[VORGEGEBENER TEXT]

Musikfest Stuttgart Abschlusskonzert mit viel Glanz

Die Bühne ist proppevoll: eine Szene vom Abschlusskonzert Foto: Holger/neider

Das Musikfest Stuttgart endet glanzvoll mit Robert Schumanns „Das Paradies und die Peri“.

Zu Lebzeiten des Komponisten ein internationaler Hit, dann lange aus dem Konzertsaal verbannt, heute zum Glück – wenn auch selten – wieder aufgeführt: Robert Schumanns „Das Paradies und die Peri“ ist ein ungeheuer wirkungsvolles und in den Hörsog ziehendes Werk. Das zeigte sich jetzt auch im Beethovensaal, wo Hans-Christoph Rademann, musikalischer Chef der Bachakademie, mit diesem Werk und einem Großaufgebot an Mitwirkenden das zweiwöchige Musikfest Stuttgart zu einem glanzvollen Abschluss brachte.

[/VORGEGEBENER TEXT]
[BEREITGESTELLTE DATEN]

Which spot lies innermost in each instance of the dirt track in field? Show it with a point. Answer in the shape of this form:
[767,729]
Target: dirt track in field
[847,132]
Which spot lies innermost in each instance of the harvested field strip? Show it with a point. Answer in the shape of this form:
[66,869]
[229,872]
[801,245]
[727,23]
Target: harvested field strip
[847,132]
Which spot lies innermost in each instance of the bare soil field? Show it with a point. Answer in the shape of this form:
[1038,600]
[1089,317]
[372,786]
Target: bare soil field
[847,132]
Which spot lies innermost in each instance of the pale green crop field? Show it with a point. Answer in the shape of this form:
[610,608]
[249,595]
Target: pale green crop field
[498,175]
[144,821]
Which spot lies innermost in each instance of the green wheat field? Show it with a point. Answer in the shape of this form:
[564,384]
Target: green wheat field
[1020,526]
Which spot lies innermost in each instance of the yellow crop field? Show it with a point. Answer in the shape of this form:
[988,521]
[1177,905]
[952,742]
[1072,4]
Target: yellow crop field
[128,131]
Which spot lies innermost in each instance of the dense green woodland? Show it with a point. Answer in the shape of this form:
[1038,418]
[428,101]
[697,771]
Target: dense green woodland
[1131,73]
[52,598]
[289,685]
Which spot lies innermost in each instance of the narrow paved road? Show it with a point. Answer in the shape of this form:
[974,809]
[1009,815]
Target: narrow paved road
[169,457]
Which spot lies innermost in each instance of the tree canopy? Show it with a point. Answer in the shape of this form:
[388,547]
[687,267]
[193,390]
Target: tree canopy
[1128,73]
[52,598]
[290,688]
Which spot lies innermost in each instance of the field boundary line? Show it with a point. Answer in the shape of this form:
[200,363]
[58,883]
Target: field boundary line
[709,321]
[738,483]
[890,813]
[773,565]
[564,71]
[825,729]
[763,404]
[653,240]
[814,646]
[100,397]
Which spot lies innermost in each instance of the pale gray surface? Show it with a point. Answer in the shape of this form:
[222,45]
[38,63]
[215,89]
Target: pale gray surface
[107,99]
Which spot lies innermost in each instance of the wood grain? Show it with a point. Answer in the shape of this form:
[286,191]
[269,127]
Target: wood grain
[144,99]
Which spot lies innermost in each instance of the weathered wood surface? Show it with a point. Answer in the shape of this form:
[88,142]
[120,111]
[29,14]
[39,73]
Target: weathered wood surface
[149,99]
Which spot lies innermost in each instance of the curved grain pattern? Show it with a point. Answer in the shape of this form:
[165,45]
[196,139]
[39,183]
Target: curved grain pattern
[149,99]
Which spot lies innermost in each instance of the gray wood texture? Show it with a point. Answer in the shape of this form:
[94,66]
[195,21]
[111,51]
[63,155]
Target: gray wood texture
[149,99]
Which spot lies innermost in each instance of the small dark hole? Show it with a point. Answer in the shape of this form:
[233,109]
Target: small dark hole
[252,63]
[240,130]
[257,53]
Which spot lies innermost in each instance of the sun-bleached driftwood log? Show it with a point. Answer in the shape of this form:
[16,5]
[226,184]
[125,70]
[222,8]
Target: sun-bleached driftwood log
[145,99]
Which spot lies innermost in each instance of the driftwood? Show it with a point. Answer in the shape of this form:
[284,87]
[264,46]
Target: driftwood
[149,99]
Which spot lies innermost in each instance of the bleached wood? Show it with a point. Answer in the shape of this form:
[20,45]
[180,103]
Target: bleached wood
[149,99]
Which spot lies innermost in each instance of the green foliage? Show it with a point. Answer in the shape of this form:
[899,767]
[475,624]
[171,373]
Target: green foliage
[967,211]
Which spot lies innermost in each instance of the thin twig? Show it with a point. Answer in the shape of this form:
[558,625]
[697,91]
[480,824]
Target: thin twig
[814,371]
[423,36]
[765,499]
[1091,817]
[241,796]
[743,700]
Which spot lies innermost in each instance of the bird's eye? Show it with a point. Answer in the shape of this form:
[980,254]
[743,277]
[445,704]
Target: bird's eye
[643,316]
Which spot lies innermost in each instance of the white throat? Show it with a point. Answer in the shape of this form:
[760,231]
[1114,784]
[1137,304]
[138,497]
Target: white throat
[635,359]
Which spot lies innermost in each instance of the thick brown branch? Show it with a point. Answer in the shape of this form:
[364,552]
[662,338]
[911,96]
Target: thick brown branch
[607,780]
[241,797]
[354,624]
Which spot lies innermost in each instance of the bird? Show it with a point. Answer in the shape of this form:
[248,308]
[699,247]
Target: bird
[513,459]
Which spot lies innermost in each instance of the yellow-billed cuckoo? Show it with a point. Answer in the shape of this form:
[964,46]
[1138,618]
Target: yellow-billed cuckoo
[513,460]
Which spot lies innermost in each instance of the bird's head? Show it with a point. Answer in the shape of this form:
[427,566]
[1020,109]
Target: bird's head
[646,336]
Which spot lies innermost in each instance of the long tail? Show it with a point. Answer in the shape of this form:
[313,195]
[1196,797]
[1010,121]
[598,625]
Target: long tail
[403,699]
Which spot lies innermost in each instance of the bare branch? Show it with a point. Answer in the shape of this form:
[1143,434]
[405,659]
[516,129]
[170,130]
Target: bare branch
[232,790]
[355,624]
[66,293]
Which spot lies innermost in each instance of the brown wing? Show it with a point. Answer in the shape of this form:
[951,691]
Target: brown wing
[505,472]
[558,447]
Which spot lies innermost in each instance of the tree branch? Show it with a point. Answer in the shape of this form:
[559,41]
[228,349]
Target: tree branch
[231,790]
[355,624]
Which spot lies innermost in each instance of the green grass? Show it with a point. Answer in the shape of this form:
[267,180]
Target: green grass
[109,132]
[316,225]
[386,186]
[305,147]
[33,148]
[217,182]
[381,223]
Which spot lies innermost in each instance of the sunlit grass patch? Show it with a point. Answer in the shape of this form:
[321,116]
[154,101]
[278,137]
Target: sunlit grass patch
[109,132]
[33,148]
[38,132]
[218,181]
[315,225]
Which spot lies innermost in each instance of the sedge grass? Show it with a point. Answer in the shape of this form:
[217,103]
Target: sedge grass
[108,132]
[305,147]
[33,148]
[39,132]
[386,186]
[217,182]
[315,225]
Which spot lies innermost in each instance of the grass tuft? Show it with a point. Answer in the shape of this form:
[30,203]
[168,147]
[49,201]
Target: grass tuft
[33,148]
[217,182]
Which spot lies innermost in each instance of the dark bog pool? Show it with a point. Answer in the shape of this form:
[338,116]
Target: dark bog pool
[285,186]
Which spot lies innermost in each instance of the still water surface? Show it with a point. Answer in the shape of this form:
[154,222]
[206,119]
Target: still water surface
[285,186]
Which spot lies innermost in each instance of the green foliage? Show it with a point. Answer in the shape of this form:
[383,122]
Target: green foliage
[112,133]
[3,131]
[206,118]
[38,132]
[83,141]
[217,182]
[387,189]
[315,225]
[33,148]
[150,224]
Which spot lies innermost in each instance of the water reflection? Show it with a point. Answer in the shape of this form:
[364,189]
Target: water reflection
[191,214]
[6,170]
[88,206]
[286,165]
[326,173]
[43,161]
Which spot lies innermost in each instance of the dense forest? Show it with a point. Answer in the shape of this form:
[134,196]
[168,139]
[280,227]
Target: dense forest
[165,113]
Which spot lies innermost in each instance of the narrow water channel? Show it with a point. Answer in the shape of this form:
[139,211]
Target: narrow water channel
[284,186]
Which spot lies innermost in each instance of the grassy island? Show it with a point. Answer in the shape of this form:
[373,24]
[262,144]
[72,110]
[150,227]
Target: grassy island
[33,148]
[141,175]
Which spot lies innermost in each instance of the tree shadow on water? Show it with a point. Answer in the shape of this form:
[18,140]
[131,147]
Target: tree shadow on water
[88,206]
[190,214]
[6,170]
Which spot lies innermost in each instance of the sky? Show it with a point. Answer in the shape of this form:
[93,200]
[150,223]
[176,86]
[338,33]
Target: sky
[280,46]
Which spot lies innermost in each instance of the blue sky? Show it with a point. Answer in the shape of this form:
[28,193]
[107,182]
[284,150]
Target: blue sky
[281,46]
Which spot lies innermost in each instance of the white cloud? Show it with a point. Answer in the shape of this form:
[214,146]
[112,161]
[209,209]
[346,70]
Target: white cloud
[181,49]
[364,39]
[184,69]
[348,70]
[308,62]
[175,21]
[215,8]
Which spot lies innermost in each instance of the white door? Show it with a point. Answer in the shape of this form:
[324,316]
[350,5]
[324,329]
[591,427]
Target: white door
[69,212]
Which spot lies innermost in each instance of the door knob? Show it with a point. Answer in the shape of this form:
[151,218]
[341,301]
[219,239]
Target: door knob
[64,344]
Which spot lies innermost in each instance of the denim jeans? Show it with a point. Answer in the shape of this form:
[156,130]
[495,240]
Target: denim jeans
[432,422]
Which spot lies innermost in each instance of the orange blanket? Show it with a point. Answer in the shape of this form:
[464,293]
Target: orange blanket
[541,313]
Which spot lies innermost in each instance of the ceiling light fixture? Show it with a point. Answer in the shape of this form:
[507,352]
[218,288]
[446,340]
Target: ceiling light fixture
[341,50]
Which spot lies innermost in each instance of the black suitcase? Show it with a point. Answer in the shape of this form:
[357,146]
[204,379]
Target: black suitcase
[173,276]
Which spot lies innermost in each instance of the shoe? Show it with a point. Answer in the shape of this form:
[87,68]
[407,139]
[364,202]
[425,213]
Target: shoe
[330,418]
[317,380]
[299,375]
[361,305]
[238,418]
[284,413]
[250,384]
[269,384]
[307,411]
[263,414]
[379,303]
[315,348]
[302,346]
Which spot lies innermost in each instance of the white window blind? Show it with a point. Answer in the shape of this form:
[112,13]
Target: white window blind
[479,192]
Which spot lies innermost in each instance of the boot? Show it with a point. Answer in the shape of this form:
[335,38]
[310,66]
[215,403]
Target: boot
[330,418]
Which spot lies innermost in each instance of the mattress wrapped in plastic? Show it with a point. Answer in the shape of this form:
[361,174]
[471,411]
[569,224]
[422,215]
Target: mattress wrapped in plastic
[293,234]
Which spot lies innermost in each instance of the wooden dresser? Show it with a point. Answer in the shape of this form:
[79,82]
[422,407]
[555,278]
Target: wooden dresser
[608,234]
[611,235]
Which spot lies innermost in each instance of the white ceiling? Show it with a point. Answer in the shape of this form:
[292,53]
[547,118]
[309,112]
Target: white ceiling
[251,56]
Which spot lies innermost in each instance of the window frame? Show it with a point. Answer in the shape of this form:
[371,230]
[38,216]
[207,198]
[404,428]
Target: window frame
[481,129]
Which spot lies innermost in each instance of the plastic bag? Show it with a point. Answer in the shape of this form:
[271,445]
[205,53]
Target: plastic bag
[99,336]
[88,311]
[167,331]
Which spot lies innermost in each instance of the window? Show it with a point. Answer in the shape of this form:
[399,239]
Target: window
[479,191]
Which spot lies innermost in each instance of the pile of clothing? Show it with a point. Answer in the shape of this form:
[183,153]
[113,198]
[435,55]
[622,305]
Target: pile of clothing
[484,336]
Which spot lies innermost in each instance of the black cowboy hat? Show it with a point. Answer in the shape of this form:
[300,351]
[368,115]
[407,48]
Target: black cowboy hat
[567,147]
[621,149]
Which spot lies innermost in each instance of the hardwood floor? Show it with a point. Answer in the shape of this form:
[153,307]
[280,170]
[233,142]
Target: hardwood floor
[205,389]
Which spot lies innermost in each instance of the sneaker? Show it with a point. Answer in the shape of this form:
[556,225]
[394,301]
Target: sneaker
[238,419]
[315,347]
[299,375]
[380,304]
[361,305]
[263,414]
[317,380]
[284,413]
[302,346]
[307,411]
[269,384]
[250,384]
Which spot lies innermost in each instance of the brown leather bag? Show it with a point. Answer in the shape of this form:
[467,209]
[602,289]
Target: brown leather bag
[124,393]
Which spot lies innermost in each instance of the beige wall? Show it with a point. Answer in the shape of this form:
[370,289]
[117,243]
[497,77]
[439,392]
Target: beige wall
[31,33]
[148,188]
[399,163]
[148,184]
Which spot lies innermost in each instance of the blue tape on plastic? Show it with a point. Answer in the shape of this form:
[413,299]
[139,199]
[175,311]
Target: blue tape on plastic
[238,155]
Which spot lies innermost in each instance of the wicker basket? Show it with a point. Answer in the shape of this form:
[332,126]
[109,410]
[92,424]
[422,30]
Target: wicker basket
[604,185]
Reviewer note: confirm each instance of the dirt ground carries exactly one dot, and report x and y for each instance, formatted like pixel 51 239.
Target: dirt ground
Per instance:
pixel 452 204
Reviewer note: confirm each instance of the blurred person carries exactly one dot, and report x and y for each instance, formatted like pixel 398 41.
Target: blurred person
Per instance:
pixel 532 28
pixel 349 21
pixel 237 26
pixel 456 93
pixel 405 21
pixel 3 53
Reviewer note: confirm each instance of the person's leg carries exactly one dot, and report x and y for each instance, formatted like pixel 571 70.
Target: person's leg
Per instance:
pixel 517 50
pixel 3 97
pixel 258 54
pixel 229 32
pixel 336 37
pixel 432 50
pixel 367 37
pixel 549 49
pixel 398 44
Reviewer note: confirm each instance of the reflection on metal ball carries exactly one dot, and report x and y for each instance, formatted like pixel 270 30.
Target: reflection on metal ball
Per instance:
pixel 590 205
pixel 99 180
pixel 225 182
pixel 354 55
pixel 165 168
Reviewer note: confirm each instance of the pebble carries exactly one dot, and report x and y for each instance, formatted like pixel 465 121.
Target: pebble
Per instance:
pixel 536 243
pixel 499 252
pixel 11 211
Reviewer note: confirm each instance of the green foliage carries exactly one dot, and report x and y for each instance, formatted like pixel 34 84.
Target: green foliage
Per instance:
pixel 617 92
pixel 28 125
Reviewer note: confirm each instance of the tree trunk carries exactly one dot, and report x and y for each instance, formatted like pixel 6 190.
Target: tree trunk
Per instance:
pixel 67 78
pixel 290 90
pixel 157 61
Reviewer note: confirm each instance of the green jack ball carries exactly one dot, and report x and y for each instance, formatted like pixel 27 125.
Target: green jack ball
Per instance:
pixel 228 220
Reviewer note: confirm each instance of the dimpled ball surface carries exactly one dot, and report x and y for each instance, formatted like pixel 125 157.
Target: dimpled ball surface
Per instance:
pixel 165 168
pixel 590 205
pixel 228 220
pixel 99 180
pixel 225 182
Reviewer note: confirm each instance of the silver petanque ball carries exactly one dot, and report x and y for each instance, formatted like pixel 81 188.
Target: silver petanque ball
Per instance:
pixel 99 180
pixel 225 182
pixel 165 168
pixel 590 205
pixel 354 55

[/BEREITGESTELLTE DATEN]

ARBEITSANWEISUNG
Zähle alle Stationen in der Geschichte von Schumanns „Das Paradies und die Peri“ auf, die der Konzertbericht nennt. Die Datensätze werden für die Bearbeitung nicht benötigt.

LÖSUNG
- Zu Lebzeiten des Komponisten war das Werk ein internationaler Hit.
- Danach war es lange aus dem Konzertsaal verbannt.
- Heute wird es wieder aufgeführt, wenn auch selten.